TRY IT
Rewrite the part of the text about Corey Cogdell that opens with the words "Corey Cogdell (born" and closes with "2012 Summer Olympics.", and replace "Summer Olympics" with "Olympic Games" wherever it occurs.

SELECTED TEXT
⁂
Personal information
- Born: September 2, 1986 (age 39) Palmer, Alaska, U.S.
- Spouse: Mitch Unrein

Sport
- Country: United States of America
- Sport: Shooting
- Event: Women's Trap

Medal record
Women's Shooting
Representing the United States
Olympic Games
| Bronze medal – third place | 2008 Beijing | Women's trap |
| Bronze medal – third place | 2016 Rio de Janeiro | Women's trap |
Pan American Games
| Bronze medal – third place | 2007 Rio de Janeiro | Women's Trap |
ISSF World Cup Final
| Bronze medal – third place | 2016 Rome | Women's Trap |
ISSF World Cup
| Gold medal – first place | 2012 Tucson | Women's Trap |
| Gold medal – first place | 2015 Acapulco | Women's Trap |
| Gold medal – first place | 2018 Tucson | Trap Mixed Team |
| Silver medal – second place | 2010 Acapulco | Women's Trap |
| Silver medal – second place | 2016 San Marino | Women's Trap |
| Bronze medal – third place | 2007 Changwon | Women's Trap |
| Bronze medal – third place | 2013 Granada | Women's Trap |
| Bronze medal – third place | 2015 Gabala | Women's Trap |
Championship of the Americas
| Gold medal – first place | 2010 Rio de Janeiro | Women's Trap |
U.S. National Shooting Championship
| Gold medal – first place | 2009 National Championship | Women's Trap |
| Bronze medal – third place | 2007 National Championship | Women's Trap |
| Bronze medal – third place | 2010 National Championship | Women's Trap |

= Corey Cogdell =

American trapshooter

Corey Cogdell (born September 2, 1986) is an American trapshooter. She is a two-time Olympic bronze medal winner in the Women's Trap; at the 2008 Summer Olympics and the 2016 Summer Olympics. She has won eight ISSF World Cup medals and a bronze medal at the 2007 Pan American Games. Cogdell also competed at the 2012 Summer Olympics.
⁂
(Point-per-instance localization data)
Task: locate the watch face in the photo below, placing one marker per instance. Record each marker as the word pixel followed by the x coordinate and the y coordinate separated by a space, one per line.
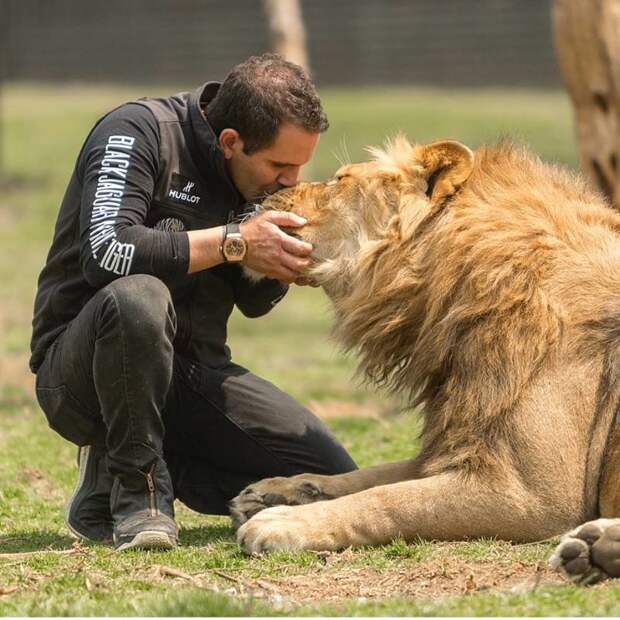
pixel 234 248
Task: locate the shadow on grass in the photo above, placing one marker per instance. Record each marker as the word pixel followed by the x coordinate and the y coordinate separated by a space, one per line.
pixel 206 534
pixel 35 540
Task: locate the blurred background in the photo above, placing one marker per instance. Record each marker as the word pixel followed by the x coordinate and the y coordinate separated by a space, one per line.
pixel 472 71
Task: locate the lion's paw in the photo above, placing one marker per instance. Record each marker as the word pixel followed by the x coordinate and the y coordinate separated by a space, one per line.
pixel 274 529
pixel 274 492
pixel 589 553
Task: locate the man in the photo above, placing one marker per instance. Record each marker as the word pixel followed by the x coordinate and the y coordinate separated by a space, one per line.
pixel 129 330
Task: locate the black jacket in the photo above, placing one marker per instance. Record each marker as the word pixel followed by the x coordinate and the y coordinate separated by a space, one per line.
pixel 148 171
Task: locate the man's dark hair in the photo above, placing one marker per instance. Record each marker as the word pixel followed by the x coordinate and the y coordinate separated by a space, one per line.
pixel 260 94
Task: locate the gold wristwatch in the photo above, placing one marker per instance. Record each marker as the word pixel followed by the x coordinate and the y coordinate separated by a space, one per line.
pixel 233 246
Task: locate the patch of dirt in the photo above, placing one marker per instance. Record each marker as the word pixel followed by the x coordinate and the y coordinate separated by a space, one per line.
pixel 346 409
pixel 431 579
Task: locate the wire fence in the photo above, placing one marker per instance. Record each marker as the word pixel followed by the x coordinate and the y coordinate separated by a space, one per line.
pixel 350 42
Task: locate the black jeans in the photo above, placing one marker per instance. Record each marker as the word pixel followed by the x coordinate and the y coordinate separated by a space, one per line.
pixel 113 379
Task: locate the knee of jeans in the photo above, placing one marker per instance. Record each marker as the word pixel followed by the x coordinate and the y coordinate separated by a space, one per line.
pixel 143 302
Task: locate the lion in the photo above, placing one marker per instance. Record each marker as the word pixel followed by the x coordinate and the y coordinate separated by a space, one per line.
pixel 484 286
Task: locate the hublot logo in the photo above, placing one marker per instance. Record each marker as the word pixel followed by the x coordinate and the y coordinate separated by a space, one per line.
pixel 183 191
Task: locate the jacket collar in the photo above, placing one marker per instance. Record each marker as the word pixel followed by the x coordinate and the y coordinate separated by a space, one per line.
pixel 205 148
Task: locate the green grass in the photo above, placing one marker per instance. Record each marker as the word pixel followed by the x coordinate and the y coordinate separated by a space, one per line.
pixel 44 129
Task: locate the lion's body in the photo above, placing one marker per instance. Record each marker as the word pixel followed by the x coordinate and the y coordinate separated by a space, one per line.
pixel 495 302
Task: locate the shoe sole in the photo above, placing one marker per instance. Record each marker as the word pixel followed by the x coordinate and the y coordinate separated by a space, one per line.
pixel 83 453
pixel 149 540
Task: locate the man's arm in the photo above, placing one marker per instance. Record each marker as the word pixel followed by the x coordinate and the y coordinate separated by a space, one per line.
pixel 270 250
pixel 118 167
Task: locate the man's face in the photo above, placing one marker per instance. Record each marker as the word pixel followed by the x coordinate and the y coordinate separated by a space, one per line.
pixel 267 170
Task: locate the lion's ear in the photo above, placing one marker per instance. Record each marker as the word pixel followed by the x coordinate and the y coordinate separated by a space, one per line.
pixel 447 165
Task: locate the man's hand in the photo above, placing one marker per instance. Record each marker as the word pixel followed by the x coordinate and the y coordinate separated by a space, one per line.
pixel 270 250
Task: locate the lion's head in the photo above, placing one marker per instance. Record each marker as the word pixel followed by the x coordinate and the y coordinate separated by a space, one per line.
pixel 368 203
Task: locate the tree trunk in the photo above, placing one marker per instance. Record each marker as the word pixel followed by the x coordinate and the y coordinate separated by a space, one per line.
pixel 587 41
pixel 288 35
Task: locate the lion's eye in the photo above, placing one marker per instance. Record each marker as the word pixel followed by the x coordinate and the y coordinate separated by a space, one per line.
pixel 335 179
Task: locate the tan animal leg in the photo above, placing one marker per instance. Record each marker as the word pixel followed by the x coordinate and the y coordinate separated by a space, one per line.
pixel 448 506
pixel 591 552
pixel 308 488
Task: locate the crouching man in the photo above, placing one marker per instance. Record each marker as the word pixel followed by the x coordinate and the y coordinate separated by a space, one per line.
pixel 130 319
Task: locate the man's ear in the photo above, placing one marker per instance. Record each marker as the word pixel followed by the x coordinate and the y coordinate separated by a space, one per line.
pixel 230 141
pixel 446 165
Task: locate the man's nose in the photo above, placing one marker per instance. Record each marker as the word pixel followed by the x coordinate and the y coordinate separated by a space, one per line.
pixel 289 177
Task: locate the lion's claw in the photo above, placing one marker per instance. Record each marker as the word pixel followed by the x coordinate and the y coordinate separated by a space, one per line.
pixel 590 553
pixel 273 492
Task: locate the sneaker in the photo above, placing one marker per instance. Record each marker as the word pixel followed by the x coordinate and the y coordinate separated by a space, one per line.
pixel 144 513
pixel 87 513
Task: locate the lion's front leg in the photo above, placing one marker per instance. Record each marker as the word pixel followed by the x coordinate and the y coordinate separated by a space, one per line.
pixel 590 553
pixel 443 507
pixel 309 488
pixel 294 491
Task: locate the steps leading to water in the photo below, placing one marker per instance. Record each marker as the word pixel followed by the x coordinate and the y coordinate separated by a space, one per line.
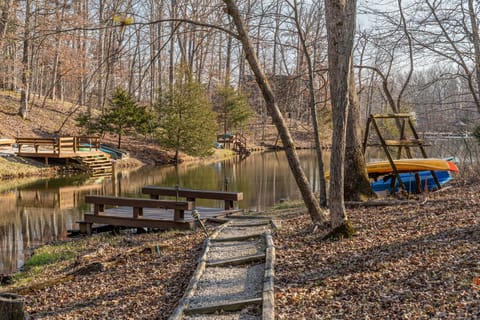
pixel 234 276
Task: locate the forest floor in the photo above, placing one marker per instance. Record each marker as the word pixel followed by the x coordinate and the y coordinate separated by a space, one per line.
pixel 46 118
pixel 415 259
pixel 409 260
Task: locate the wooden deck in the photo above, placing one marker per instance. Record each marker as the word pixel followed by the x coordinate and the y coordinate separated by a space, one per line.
pixel 152 218
pixel 155 213
pixel 84 149
pixel 60 147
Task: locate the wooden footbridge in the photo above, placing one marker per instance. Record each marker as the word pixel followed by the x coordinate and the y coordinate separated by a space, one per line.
pixel 84 149
pixel 236 142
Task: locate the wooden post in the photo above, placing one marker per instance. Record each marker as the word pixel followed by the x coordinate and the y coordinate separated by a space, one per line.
pixel 178 215
pixel 11 306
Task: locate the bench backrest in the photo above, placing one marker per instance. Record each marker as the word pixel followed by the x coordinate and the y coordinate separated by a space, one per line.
pixel 192 193
pixel 139 202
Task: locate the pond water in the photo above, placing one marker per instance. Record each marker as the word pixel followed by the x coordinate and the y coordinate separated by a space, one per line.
pixel 35 212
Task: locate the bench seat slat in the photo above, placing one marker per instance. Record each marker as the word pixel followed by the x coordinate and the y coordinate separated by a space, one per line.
pixel 139 202
pixel 192 193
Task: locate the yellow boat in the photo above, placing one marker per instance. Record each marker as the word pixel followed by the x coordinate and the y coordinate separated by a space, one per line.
pixel 411 165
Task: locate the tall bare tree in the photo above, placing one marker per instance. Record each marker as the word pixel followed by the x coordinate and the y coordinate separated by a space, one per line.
pixel 312 204
pixel 340 16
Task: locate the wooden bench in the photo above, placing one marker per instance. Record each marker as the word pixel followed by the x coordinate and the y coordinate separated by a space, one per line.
pixel 138 204
pixel 191 194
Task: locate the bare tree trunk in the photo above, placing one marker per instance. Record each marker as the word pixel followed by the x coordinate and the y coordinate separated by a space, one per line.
pixel 25 92
pixel 311 202
pixel 476 42
pixel 357 186
pixel 340 16
pixel 313 108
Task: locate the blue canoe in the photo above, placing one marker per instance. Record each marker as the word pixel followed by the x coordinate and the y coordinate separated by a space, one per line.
pixel 408 179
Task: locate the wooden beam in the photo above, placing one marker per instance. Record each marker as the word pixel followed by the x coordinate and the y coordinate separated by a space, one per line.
pixel 139 223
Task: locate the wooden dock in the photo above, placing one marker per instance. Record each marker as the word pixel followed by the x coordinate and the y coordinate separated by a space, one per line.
pixel 155 213
pixel 84 149
pixel 152 218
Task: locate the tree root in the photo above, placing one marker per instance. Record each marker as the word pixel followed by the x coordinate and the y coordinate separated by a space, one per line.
pixel 345 230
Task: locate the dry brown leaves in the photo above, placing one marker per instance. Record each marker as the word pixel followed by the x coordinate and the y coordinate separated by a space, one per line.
pixel 137 284
pixel 414 261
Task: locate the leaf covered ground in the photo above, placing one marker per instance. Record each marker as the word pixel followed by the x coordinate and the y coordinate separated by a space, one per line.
pixel 125 276
pixel 414 260
pixel 418 260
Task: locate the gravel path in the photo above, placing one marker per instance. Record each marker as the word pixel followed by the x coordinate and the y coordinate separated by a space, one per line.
pixel 234 277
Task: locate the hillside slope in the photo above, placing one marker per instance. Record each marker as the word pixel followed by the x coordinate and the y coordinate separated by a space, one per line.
pixel 47 118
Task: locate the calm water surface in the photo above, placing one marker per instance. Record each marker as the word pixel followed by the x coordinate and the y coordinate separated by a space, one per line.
pixel 35 212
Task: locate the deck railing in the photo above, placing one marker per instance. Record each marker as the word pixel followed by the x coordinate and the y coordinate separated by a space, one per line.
pixel 57 145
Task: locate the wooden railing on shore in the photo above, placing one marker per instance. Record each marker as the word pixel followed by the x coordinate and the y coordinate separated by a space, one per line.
pixel 57 145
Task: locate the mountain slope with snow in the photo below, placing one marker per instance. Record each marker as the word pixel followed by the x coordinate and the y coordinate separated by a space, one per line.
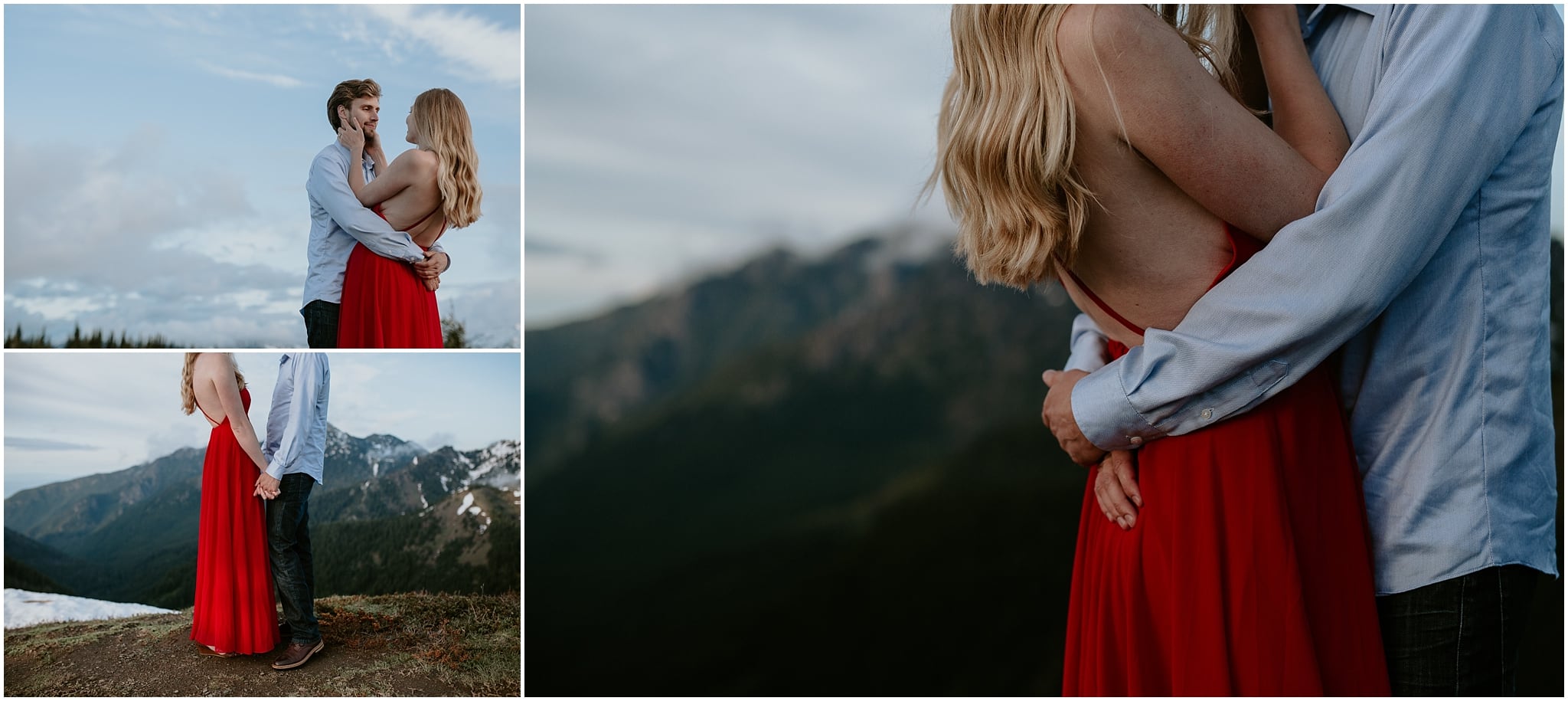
pixel 31 608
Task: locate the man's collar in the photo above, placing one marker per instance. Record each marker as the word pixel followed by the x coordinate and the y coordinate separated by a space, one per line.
pixel 1310 15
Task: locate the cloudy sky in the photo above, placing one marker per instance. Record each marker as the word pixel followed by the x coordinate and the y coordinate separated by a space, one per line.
pixel 155 159
pixel 73 414
pixel 664 142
⁂
ANSWER TO THE EXERCISE
Corey Cogdell (born September 2, 1986) is an American trapshooter. She is a two-time Olympic bronze medal winner in the Women's Trap; at the 2008 Olympic Games and the 2016 Olympic Games. She has won eight ISSF World Cup medals and a bronze medal at the 2007 Pan American Games. Cogdell also competed at the 2012 Olympic Games.